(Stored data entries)
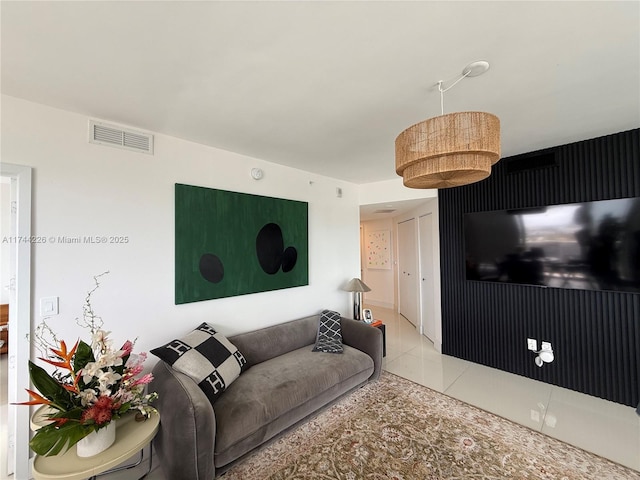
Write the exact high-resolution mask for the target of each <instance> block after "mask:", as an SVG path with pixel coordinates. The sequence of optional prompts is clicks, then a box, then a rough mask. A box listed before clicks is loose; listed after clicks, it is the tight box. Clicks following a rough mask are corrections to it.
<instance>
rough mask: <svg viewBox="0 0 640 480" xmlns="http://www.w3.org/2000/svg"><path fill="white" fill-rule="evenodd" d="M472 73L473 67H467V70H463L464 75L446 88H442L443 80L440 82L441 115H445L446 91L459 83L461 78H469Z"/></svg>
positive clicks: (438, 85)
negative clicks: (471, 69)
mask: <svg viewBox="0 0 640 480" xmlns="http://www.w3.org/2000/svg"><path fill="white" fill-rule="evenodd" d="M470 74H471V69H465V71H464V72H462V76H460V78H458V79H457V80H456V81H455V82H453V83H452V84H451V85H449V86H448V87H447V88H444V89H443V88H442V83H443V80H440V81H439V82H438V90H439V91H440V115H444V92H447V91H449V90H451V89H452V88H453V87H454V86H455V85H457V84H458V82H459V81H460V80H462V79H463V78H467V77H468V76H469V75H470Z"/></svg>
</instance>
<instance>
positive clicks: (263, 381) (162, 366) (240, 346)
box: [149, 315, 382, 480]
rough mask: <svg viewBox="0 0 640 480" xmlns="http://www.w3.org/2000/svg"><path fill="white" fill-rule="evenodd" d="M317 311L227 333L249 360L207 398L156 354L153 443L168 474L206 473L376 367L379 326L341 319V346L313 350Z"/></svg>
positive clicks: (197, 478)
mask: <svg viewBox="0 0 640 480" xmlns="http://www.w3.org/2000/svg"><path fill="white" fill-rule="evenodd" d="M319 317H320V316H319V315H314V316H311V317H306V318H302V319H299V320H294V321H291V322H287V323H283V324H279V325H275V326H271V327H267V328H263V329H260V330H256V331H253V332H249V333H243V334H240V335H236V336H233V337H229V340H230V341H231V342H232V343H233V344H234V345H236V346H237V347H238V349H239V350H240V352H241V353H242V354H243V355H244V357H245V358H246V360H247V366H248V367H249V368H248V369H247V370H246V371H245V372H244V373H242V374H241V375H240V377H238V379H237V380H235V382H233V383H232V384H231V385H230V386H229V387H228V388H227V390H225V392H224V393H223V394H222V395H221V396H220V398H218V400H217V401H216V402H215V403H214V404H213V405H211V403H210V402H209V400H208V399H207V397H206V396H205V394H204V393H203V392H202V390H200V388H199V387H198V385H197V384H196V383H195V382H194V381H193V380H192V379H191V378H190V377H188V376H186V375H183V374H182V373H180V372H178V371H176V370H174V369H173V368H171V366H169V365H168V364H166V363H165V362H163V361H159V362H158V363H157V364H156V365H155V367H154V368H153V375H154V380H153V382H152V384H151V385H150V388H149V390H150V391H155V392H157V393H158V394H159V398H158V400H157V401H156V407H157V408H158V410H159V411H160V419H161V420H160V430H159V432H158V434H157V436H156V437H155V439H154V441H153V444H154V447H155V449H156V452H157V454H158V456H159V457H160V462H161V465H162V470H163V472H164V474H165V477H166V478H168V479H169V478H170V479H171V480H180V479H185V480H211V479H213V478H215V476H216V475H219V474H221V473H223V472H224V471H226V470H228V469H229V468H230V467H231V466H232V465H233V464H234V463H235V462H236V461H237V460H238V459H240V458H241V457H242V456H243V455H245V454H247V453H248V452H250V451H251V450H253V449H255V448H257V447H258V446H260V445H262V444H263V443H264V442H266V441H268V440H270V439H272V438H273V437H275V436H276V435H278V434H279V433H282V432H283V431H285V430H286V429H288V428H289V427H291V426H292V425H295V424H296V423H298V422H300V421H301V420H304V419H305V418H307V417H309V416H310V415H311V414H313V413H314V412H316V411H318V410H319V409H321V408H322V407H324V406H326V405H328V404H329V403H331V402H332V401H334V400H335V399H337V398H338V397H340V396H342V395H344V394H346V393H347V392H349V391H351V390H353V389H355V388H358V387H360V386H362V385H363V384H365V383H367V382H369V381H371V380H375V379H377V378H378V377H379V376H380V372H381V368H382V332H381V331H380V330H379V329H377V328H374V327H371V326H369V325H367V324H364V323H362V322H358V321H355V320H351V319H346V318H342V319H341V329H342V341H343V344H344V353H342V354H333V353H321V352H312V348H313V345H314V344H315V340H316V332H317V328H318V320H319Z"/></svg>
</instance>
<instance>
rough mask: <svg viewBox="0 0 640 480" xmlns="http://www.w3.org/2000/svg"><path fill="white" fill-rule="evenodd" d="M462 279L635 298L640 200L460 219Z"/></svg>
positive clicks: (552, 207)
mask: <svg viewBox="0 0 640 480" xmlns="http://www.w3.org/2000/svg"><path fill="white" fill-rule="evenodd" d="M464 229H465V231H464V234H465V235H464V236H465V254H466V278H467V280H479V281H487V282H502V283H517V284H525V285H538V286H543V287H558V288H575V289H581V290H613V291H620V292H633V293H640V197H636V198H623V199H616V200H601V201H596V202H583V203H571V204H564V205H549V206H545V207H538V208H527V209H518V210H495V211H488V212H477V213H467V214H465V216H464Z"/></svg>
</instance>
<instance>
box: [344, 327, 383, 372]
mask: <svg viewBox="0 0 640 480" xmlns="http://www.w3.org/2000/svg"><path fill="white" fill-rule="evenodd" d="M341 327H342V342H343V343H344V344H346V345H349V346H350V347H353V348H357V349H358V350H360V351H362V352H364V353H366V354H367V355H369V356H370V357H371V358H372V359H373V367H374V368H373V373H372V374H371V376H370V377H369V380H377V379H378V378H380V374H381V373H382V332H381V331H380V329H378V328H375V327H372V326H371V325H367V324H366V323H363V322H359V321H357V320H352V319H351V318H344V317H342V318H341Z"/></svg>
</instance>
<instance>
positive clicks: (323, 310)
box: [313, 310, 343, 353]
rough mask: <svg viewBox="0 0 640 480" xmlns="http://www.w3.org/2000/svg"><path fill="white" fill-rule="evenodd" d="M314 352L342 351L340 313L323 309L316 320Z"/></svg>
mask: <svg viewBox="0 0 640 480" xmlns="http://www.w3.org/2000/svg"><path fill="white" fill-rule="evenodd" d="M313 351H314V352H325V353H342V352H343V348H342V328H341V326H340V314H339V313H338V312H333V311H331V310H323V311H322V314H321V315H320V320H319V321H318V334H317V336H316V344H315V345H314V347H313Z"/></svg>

---

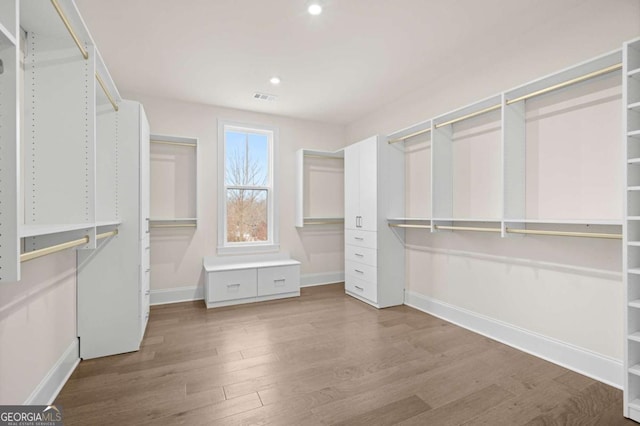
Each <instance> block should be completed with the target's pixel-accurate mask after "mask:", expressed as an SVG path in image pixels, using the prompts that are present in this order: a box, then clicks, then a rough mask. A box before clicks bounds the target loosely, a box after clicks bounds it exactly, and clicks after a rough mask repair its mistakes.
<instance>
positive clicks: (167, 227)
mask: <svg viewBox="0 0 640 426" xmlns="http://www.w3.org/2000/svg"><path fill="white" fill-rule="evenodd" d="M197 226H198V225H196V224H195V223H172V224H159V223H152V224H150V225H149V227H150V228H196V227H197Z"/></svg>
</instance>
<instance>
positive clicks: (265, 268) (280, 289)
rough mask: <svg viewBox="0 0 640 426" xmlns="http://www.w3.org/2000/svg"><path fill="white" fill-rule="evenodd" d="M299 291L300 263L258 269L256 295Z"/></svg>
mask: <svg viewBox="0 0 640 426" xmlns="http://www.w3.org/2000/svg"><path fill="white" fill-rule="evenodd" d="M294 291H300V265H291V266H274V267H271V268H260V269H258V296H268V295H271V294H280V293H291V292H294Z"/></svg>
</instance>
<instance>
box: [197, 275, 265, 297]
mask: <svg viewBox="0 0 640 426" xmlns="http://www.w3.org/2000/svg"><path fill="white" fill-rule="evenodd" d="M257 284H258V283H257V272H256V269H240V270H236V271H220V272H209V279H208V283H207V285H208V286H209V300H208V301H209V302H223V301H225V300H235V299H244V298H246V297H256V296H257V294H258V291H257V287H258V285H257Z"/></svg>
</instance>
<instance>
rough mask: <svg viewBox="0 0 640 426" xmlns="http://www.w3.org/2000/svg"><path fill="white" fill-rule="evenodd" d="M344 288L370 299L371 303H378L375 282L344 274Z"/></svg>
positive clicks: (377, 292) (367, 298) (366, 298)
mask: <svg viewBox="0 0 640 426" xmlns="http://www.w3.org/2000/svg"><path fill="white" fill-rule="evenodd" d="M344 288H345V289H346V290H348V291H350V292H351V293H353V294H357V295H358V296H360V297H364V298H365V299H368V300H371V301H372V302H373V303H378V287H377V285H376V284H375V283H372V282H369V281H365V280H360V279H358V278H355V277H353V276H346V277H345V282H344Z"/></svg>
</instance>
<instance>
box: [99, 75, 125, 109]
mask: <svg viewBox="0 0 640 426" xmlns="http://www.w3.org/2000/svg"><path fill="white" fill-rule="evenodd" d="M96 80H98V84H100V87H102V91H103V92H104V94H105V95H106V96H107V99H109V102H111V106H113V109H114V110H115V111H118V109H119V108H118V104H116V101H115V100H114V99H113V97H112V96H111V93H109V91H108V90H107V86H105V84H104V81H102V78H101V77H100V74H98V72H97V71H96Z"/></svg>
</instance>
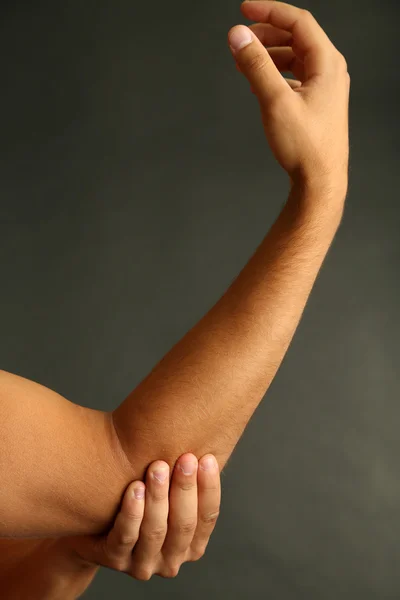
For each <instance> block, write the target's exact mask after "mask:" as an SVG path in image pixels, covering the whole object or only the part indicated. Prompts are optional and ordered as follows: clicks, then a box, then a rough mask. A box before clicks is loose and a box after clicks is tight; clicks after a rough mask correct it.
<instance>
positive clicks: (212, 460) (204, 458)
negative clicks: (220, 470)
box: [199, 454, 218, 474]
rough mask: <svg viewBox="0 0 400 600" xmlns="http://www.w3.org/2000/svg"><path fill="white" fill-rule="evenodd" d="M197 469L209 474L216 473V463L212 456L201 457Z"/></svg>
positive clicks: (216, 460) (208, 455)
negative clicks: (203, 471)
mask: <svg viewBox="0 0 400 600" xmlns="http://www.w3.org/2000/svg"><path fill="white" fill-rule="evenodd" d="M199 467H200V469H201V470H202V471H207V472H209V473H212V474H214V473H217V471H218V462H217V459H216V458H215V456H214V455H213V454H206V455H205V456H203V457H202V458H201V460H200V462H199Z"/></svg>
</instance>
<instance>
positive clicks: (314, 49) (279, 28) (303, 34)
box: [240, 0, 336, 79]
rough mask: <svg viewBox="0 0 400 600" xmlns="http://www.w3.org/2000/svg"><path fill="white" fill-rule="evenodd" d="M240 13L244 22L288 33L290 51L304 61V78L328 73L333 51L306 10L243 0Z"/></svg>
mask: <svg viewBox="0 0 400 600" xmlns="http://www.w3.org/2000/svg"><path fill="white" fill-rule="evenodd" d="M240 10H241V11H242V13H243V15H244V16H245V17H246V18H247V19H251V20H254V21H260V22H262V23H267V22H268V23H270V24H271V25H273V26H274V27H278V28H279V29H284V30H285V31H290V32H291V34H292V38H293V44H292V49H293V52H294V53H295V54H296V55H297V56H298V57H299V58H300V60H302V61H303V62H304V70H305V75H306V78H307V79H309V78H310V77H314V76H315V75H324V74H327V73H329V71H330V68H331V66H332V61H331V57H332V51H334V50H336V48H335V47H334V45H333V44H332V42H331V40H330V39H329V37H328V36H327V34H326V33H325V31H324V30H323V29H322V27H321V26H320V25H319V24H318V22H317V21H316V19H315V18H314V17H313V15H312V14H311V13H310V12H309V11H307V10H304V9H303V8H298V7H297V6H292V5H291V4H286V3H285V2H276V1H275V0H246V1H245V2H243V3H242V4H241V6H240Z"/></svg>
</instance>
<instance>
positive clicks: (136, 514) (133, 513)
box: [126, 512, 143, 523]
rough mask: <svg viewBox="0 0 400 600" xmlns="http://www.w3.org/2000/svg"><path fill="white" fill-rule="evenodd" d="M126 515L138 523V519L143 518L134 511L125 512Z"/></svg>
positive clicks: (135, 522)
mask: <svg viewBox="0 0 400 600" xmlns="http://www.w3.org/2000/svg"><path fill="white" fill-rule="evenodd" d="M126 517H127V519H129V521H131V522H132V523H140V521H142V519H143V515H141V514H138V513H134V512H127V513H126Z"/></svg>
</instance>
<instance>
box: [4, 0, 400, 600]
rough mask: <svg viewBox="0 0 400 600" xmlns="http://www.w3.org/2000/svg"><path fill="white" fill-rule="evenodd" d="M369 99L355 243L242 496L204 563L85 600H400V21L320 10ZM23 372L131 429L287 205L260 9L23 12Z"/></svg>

How to complete this task: State only the number of lines in the material that contain the string "negative", counting a line only when its case matches.

Written reply: 3